*Information supplied:*

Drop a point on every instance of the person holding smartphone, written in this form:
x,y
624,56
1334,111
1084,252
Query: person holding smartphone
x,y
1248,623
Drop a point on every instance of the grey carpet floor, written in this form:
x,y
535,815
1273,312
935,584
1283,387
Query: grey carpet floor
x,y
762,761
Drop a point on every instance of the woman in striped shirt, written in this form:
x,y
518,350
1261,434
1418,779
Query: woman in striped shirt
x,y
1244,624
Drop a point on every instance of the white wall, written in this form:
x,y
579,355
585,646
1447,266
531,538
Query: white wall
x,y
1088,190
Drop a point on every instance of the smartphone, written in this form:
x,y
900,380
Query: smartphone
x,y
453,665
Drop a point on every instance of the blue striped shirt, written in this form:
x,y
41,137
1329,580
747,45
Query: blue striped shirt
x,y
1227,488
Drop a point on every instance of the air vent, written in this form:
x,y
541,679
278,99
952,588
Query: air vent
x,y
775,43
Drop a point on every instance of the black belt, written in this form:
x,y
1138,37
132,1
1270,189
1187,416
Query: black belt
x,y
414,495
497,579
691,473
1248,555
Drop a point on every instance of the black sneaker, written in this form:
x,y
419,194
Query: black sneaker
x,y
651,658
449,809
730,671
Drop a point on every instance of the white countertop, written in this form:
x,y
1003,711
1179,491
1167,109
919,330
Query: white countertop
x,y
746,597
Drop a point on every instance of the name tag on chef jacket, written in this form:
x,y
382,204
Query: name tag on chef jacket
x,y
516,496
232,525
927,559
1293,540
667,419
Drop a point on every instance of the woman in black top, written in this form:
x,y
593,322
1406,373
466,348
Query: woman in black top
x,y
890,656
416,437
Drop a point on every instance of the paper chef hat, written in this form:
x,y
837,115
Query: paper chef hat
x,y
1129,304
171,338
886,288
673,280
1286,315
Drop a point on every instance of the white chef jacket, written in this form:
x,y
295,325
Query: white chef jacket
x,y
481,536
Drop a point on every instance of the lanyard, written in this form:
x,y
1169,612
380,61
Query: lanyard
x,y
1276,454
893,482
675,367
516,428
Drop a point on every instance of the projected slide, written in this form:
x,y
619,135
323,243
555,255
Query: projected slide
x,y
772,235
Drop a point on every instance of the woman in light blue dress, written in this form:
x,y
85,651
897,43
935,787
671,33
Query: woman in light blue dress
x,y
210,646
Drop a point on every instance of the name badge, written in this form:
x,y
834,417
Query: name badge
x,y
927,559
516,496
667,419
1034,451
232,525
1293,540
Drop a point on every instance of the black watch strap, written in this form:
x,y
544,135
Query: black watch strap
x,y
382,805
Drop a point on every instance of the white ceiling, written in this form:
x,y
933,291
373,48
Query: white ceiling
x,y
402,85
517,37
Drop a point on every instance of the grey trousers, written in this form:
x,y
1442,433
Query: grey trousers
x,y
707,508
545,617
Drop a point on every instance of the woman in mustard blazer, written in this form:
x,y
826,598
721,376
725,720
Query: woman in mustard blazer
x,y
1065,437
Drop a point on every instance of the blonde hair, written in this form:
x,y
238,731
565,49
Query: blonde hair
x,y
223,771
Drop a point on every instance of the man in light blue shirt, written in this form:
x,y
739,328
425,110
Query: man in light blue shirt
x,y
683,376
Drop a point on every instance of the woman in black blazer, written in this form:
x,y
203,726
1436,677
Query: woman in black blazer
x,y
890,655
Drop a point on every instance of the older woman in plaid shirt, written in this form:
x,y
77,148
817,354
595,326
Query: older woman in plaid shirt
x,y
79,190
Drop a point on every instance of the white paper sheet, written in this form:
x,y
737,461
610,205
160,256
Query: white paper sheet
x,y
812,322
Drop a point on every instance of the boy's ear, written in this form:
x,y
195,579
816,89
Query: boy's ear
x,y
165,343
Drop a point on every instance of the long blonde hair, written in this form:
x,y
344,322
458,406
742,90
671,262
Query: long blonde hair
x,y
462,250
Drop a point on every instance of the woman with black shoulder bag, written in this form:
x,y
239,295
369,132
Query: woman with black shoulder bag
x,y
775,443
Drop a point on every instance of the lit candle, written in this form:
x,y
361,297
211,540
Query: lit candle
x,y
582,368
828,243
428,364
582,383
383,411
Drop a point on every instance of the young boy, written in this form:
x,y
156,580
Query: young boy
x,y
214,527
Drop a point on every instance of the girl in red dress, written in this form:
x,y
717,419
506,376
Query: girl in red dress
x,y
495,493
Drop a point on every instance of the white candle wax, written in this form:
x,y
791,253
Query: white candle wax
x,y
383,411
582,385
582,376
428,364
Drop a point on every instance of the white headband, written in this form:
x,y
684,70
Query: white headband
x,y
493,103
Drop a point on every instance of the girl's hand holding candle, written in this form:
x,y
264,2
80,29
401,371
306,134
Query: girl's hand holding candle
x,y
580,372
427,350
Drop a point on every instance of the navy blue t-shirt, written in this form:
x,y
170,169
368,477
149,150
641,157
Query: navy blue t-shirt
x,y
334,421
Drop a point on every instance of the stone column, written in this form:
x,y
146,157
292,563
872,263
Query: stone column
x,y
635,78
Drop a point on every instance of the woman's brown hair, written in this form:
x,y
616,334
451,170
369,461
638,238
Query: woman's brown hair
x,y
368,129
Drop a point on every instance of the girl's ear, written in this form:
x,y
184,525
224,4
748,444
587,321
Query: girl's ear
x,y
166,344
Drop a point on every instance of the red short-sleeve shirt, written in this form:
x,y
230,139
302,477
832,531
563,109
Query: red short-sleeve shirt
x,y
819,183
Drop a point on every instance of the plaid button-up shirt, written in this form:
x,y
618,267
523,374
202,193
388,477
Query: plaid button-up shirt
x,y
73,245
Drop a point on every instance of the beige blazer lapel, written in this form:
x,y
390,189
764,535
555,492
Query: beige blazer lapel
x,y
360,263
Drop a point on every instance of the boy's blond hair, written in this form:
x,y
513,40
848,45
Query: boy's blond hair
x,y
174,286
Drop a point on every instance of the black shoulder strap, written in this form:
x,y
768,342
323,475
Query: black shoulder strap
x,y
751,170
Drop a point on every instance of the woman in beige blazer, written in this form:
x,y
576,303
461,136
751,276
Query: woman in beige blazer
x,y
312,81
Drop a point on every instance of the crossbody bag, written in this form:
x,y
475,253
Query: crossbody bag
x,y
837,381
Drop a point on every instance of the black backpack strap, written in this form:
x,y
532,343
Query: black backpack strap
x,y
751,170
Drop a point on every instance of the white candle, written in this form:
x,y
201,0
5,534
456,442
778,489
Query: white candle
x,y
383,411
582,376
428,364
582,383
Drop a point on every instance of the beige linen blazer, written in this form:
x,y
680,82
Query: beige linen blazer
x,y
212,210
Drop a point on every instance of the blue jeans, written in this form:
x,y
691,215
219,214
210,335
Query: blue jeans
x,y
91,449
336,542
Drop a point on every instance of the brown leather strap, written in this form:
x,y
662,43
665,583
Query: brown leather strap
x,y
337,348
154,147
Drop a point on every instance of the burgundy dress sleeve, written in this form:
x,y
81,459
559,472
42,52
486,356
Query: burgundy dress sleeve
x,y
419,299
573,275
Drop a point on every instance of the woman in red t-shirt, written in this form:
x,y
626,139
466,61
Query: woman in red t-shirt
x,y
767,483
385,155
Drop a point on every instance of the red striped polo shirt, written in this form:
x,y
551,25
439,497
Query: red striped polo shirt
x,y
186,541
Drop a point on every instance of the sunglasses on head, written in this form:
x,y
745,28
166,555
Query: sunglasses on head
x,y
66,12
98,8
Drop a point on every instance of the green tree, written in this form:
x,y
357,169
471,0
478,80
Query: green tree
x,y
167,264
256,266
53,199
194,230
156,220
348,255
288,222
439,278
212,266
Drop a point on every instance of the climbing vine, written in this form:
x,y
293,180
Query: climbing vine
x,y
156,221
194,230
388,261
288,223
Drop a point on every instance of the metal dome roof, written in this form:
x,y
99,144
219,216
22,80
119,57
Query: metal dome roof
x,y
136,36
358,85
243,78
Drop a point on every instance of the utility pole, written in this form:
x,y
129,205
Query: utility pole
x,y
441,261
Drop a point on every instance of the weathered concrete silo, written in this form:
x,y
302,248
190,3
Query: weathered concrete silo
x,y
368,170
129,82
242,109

*The task:* Repeat only the stretch of lines that begins at the line containing "Drop a point on every instance of the climbing" and ends at the last line above, both included.

*Response:*
Drop a point on every instance of the climbing vine, written in this form:
x,y
293,180
Query: climbing vine
x,y
156,221
194,230
388,261
288,223
Drop a point on every instance of the metal dome roof, written in this form:
x,y
99,144
219,216
22,80
119,57
Query: metal dome roof
x,y
136,36
358,85
243,78
Drop a point on every instance of the utility pole, written in this form:
x,y
129,205
Query: utility pole
x,y
441,261
Drop a point on every instance of the weathered concrete silo, written in this form:
x,y
302,248
190,3
Query: weathered concrete silo
x,y
368,170
129,82
242,109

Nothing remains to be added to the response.